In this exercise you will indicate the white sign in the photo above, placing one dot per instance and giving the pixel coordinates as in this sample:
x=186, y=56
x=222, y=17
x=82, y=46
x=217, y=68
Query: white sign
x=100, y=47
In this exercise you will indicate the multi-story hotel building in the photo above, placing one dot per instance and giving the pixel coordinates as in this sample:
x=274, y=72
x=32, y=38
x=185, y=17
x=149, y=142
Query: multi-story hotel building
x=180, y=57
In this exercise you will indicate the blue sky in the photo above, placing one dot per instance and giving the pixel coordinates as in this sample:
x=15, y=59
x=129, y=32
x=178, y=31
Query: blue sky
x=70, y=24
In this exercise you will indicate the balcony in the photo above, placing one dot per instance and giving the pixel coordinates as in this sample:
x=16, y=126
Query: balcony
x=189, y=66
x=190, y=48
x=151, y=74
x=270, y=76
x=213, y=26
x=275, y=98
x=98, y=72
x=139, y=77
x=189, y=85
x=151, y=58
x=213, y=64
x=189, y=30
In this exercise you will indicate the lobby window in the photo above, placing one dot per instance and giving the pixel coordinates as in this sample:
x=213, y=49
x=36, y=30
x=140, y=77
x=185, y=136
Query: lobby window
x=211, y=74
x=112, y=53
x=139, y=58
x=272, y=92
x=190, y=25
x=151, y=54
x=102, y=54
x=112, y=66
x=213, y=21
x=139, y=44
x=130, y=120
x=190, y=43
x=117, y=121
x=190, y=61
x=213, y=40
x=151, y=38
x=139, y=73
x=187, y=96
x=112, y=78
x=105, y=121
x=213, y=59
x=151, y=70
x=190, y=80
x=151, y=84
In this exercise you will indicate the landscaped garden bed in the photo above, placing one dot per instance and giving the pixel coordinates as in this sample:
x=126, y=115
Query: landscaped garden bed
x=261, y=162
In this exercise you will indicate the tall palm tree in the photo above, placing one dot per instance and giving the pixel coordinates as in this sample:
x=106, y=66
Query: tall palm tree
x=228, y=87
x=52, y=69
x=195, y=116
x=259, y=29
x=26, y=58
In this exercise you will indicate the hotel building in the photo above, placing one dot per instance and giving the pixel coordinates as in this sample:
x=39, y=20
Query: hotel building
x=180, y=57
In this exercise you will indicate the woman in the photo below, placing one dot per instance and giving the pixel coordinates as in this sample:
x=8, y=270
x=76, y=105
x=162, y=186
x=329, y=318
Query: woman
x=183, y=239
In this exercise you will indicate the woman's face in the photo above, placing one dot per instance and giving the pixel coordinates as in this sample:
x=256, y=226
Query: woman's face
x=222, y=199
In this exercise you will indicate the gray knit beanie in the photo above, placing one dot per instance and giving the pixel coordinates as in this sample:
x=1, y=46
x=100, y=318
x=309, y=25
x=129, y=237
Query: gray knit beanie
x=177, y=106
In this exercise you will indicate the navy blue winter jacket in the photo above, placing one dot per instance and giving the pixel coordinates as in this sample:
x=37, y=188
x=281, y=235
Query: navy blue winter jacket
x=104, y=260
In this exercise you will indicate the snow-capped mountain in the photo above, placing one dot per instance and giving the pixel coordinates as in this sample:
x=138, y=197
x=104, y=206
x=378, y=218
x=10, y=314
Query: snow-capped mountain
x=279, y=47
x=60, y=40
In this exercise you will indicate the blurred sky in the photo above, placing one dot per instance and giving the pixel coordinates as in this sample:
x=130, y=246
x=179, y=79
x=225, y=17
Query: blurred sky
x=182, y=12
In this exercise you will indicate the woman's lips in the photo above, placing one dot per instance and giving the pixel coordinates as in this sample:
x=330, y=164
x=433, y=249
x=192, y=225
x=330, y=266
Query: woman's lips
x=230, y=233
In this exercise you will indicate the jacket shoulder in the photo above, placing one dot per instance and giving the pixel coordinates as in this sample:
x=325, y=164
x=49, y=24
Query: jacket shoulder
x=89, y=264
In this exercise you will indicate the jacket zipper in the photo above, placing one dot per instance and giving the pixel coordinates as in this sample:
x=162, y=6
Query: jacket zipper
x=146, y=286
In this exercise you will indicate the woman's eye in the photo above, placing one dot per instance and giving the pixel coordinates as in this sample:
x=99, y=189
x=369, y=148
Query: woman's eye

_Goal_
Every record shown above should be written out again exactly.

_Task answer_
In this exercise you will indicate the white sign in the photo above, placing one dot per instance and giving the pixel coordinates as in this sample:
x=186, y=56
x=222, y=17
x=82, y=46
x=217, y=68
Query: white sign
x=100, y=47
In this exercise you will indicate the multi-story hotel building in the photo above, placing one dot per instance and giving the pixel coordinates as in this sample:
x=274, y=72
x=32, y=38
x=185, y=17
x=149, y=142
Query: multi-story hotel building
x=180, y=57
In this exercise you will indicate the blue sky in the photo above, placing one dot per instance and giving the pixel coordinates as in this sample:
x=15, y=59
x=129, y=32
x=178, y=31
Query: blue sky
x=70, y=24
In this exercise you will indicate the balcony in the photo above, placing one dot per instance and giving the pixel coordinates as in this sample:
x=16, y=126
Query: balcony
x=189, y=66
x=190, y=48
x=151, y=74
x=270, y=76
x=213, y=26
x=275, y=98
x=98, y=72
x=139, y=77
x=189, y=85
x=151, y=58
x=213, y=64
x=189, y=30
In this exercise you will indicate the lobby window in the photo above, placing one dot per instance and giving the pixel coordinates as in this sample:
x=213, y=49
x=36, y=30
x=140, y=77
x=185, y=136
Query: lobby window
x=211, y=74
x=112, y=53
x=139, y=58
x=272, y=92
x=190, y=25
x=151, y=54
x=102, y=54
x=112, y=66
x=213, y=21
x=139, y=44
x=130, y=120
x=190, y=43
x=117, y=121
x=190, y=61
x=213, y=40
x=151, y=38
x=139, y=73
x=187, y=96
x=112, y=78
x=105, y=121
x=213, y=59
x=151, y=70
x=190, y=80
x=151, y=84
In this exercise you will indicate the landscaped garden bed in the photo above, placing one dot per instance and giving the pixel coordinates as in this sample:
x=126, y=115
Query: landscaped garden bed
x=261, y=162
In this exercise you will indicate the tall palm tree in the photo above, placing one dot per instance and giving the pixel coordinates as in this sample:
x=106, y=66
Query: tall palm tree
x=228, y=87
x=52, y=69
x=195, y=116
x=259, y=29
x=26, y=58
In this exercise you will indicate the hotel building in the photo above, placing one dot per instance and giving the pixel coordinates as in this sample:
x=39, y=20
Query: hotel building
x=180, y=57
In this exercise you will indicate the woman in the photo below, placing one dot per instance and giving the pixel coordinates as in this sample:
x=8, y=270
x=76, y=105
x=162, y=186
x=329, y=318
Query: woman
x=183, y=239
In this exercise you will indicate the woman's face in the photo above, placing one dot per instance and giving the pixel coordinates as in this sample:
x=256, y=226
Query: woman's face
x=222, y=199
In this exercise you will indicate the gray knit beanie in the photo above, placing one dot per instance and giving the pixel coordinates as in this sample:
x=1, y=46
x=100, y=318
x=309, y=25
x=129, y=237
Query: gray knit beanie
x=177, y=106
In this exercise you will indicate the navy blue winter jacket in the photo above, placing one dot per instance and giving the pixel coordinates as in this sample:
x=37, y=188
x=281, y=235
Query: navy blue winter jacket
x=104, y=260
In this exercise you will indicate the snow-capped mountain in the photo above, placing one dot per instance and giving the pixel coordinates as in this sample:
x=138, y=197
x=104, y=206
x=378, y=218
x=10, y=314
Query: snow-capped mountain
x=279, y=47
x=60, y=40
In this exercise you will indicate the blurred sky in the photo above, placing one dot per instance and giving the pixel coordinates as in this sample:
x=130, y=246
x=179, y=79
x=225, y=17
Query: blurred sky
x=182, y=12
In this exercise you will indicate the woman's lips in the photo above, placing one dot per instance and giving the pixel coordinates as in this sample:
x=330, y=164
x=433, y=249
x=192, y=225
x=330, y=266
Query: woman's lips
x=230, y=233
In this exercise you will indicate the jacket shoulder in the photo above, placing one dot per instance and giving the pixel coordinates as in this sample:
x=325, y=164
x=49, y=24
Query: jacket shoulder
x=89, y=264
In this exercise you will indicate the jacket zipper in the photo above, placing one dot per instance and giving the pixel coordinates as in this sample:
x=162, y=6
Query: jacket zipper
x=146, y=286
In this exercise you will indicate the woman's eye in the photo above, placing one dot per instance and giving the pixel coordinates as in this sample:
x=99, y=189
x=369, y=148
Query: woman's eye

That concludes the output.